- [WHAT THE TASK ASKS]
Could you extract every line from the entries below that contains the word "roof"?
<<<<
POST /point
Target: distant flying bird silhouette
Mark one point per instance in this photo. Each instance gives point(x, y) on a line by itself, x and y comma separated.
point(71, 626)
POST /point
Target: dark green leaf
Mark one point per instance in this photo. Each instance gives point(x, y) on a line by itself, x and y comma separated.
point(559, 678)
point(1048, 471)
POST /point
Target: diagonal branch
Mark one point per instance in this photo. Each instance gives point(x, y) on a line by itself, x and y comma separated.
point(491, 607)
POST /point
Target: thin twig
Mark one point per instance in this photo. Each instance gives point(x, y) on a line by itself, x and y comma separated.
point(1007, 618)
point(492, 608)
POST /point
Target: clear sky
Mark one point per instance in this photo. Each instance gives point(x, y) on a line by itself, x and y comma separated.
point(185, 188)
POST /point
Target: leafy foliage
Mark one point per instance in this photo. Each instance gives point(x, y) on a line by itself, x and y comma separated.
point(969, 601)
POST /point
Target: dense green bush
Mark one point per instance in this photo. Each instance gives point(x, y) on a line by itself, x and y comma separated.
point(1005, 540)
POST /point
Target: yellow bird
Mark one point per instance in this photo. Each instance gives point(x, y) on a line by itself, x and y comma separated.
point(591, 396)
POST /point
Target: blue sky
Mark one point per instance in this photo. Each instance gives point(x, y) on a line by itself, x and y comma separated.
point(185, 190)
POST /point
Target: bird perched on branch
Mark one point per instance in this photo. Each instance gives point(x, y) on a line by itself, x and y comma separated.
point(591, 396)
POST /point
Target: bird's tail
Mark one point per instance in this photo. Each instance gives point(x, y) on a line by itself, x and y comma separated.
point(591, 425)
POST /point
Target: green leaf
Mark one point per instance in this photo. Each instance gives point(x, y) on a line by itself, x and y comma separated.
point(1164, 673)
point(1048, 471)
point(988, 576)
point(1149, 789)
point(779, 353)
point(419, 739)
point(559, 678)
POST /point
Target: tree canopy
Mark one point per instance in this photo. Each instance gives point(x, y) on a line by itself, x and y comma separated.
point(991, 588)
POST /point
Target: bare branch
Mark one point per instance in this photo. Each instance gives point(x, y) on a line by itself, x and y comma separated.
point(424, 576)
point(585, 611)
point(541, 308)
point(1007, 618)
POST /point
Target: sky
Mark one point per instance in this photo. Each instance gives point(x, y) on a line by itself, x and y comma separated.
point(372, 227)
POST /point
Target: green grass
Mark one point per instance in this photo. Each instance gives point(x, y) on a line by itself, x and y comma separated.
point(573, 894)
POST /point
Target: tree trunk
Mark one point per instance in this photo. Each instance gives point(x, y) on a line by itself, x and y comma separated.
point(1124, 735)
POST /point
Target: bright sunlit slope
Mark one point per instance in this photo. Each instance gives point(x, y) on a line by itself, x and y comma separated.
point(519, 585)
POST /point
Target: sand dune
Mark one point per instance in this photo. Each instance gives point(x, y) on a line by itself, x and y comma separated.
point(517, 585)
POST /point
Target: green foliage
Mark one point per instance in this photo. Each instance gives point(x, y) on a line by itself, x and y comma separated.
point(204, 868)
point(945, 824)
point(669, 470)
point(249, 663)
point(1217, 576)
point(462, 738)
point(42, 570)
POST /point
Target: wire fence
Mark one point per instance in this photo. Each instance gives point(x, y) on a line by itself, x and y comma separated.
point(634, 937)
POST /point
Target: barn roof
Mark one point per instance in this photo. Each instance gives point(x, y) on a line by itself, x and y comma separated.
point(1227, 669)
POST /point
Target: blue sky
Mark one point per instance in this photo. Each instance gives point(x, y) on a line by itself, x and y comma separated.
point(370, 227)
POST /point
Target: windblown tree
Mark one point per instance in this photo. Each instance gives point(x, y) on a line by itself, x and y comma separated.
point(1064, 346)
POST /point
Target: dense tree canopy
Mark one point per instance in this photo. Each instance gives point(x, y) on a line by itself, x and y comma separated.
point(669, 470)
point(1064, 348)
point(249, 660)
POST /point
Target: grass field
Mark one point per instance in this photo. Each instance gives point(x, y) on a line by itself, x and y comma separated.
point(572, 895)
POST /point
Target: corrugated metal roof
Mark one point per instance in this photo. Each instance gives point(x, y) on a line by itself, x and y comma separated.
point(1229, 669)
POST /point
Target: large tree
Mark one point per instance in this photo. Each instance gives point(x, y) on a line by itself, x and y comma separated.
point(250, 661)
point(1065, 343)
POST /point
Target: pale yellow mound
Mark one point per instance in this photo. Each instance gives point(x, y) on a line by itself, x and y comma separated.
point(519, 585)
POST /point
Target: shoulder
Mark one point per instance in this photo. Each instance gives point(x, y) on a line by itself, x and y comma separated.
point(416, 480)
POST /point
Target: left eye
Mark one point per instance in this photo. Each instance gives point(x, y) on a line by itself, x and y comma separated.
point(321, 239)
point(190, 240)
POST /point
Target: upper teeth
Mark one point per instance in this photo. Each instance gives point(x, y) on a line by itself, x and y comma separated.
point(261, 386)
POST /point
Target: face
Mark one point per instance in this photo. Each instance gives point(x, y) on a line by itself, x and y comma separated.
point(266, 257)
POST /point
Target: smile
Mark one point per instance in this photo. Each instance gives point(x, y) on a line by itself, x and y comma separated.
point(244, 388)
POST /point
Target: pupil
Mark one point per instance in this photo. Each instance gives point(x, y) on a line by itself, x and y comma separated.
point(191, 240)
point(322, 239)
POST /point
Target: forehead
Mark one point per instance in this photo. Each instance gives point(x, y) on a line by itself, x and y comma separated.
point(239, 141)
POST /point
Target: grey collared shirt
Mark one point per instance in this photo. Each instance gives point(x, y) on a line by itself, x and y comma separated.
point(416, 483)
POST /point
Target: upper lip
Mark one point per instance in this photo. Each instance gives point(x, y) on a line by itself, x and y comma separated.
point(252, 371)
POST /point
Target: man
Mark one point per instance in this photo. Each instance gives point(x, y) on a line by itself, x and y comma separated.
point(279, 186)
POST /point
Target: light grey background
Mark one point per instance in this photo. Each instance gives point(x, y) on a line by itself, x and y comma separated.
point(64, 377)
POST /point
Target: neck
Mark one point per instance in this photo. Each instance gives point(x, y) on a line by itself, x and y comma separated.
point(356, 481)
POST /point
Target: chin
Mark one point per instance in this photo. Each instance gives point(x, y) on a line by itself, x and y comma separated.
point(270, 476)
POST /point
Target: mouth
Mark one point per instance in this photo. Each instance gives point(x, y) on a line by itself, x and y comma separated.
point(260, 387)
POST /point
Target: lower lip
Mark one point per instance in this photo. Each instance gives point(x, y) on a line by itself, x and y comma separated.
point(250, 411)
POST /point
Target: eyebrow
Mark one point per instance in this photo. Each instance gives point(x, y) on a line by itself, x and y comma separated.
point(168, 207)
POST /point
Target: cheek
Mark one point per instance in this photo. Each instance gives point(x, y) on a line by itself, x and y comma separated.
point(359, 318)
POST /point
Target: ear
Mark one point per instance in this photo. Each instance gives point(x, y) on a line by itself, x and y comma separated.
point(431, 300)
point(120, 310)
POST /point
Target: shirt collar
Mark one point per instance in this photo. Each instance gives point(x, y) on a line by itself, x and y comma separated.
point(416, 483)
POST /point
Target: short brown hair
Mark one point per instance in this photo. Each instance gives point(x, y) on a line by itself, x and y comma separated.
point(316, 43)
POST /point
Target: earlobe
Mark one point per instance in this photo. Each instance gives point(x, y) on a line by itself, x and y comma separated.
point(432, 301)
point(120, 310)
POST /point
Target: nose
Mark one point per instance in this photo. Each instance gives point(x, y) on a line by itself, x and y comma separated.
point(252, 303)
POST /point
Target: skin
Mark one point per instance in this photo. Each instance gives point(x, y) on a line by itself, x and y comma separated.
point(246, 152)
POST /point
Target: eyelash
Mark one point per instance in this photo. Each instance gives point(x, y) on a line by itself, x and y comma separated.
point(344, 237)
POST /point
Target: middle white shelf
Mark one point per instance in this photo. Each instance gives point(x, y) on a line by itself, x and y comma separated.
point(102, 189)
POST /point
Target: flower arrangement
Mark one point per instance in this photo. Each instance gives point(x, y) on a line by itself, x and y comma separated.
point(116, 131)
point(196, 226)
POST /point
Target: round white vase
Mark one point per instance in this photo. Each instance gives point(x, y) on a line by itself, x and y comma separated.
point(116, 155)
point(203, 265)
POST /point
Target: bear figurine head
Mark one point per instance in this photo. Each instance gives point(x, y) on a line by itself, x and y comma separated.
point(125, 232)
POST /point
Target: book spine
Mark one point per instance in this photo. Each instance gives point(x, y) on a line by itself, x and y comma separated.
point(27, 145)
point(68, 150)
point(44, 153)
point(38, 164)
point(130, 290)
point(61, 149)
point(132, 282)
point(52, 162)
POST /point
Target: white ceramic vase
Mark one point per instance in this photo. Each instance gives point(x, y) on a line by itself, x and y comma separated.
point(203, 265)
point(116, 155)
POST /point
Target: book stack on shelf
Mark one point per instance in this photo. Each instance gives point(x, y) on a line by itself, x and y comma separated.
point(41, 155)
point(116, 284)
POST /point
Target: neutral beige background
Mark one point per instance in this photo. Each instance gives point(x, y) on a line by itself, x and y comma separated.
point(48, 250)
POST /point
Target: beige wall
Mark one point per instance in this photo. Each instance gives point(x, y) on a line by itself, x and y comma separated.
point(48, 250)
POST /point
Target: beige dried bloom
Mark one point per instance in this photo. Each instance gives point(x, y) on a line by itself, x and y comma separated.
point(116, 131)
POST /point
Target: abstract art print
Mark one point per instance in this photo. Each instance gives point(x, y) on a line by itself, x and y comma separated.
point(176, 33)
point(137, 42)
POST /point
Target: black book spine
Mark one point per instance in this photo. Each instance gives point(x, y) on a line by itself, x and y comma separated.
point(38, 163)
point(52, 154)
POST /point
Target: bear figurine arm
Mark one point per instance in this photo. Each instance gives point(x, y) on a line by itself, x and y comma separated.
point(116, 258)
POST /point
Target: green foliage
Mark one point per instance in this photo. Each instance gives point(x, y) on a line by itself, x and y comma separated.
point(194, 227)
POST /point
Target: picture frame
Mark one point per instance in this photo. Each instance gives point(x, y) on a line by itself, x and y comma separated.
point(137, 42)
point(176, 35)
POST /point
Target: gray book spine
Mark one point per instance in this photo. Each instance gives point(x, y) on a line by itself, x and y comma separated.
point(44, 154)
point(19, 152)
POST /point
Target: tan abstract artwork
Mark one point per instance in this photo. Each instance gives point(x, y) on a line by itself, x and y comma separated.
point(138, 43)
>>>>
- [REPLY]
Target: barn roof
Target: corrugated metal roof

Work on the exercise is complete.